START RECORDS PROVIDED
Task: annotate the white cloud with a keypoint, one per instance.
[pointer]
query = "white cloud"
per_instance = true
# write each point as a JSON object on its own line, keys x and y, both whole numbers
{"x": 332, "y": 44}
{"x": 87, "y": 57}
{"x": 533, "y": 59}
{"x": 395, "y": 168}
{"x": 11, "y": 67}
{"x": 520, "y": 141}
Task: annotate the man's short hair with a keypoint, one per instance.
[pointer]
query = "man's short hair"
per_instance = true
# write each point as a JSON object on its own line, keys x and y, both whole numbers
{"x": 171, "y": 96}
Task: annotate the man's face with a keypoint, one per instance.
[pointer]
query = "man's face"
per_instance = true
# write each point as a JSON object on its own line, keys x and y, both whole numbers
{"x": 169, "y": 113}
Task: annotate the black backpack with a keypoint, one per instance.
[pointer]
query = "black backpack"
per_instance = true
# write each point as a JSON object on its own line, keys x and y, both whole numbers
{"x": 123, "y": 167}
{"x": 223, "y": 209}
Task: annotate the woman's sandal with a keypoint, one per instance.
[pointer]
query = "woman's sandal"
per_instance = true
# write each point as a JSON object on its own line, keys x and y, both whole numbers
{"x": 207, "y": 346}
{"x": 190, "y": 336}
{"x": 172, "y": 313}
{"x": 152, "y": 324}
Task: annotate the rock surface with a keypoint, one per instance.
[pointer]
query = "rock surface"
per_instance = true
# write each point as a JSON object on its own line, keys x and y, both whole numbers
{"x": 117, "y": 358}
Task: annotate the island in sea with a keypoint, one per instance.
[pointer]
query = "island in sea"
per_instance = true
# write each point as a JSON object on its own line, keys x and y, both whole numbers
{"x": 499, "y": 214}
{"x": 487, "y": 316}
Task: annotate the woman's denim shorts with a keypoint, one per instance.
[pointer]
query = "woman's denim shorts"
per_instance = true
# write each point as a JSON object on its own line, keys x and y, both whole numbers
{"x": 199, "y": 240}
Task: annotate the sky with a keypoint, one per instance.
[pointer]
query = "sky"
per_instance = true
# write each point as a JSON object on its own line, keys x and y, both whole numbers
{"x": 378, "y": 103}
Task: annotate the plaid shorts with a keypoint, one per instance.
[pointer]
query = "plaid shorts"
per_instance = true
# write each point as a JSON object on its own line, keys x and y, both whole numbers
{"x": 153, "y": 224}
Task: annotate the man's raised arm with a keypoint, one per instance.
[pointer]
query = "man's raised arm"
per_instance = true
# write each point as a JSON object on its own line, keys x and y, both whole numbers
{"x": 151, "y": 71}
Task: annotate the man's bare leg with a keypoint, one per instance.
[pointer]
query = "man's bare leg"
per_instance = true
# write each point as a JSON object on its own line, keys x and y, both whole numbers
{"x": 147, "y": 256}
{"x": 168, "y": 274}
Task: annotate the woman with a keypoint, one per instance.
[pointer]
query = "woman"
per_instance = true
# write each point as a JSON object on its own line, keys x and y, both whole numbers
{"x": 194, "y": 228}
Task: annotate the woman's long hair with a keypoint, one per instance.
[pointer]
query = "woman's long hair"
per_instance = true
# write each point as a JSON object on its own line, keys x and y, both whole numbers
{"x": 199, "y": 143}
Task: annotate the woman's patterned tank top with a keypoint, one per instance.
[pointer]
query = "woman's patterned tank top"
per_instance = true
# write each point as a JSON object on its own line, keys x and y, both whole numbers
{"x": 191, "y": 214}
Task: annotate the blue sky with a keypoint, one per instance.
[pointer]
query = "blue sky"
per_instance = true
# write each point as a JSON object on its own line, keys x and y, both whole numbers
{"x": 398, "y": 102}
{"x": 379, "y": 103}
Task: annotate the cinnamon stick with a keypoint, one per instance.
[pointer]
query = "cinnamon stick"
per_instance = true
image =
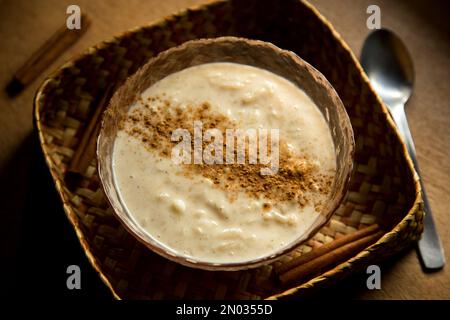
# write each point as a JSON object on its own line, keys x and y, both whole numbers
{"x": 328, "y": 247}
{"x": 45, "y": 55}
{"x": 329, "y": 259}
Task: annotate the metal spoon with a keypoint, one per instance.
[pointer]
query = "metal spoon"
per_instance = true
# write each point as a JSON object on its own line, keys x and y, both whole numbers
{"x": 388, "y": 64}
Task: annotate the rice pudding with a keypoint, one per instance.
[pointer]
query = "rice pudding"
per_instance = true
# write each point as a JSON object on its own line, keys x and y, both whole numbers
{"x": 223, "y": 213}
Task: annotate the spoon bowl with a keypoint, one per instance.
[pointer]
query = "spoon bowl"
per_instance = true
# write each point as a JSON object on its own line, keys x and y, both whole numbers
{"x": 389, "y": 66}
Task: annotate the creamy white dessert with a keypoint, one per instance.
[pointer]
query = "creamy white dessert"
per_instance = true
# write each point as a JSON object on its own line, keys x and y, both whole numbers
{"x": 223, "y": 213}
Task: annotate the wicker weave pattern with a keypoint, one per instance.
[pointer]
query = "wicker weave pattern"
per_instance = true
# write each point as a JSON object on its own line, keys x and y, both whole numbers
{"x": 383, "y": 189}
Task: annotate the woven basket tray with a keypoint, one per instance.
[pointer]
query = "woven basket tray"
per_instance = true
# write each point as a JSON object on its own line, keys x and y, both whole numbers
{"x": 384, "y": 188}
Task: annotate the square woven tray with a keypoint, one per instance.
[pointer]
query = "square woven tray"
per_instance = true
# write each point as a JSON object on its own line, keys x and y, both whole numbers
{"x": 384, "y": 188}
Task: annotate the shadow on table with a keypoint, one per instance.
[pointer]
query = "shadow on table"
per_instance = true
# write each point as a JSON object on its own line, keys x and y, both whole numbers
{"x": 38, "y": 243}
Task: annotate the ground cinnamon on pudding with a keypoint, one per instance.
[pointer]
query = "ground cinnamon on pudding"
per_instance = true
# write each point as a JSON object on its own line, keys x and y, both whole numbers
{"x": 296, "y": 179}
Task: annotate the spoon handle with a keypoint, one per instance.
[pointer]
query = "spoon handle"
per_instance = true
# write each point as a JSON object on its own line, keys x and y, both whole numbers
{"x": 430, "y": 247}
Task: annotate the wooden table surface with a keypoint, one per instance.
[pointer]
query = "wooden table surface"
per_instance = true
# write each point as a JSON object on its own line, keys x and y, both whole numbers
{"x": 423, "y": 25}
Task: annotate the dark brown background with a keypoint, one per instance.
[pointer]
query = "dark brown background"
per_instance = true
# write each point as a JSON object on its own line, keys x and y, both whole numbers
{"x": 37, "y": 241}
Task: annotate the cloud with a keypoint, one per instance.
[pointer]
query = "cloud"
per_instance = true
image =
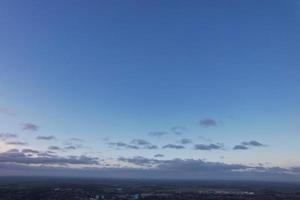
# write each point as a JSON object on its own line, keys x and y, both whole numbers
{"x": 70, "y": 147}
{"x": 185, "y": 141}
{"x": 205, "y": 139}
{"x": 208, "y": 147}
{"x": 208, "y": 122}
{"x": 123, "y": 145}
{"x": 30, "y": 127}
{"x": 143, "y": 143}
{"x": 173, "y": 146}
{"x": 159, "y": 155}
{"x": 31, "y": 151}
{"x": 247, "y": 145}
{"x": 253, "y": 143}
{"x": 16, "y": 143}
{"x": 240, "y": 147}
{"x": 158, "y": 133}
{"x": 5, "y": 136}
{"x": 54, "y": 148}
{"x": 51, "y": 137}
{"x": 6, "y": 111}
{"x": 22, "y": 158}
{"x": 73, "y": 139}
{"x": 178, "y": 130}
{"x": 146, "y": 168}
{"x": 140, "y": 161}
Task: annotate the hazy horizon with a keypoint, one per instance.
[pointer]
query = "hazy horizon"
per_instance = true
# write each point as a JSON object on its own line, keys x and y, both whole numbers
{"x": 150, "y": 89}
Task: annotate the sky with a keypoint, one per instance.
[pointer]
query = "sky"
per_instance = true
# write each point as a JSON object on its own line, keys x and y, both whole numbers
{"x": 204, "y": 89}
END RECORDS PROVIDED
TASK STATEMENT>
Every line from the one with "Task: annotate the hazy" through the last line of the records above should be returned exactly, please, and no others.

EXERCISE RESULT>
Task: annotate the hazy horizon with a keypoint, one per instance.
[pointer]
query = "hazy horizon"
per_instance = true
# write each point as a JSON object on its own line, keys x and y, both whole numbers
{"x": 150, "y": 89}
Task: annotate the sky with a keypoint, one per instance.
[pointer]
query = "sky"
per_instance = true
# write each point as a JSON object on its own line, keys x and y, both whole numbers
{"x": 204, "y": 89}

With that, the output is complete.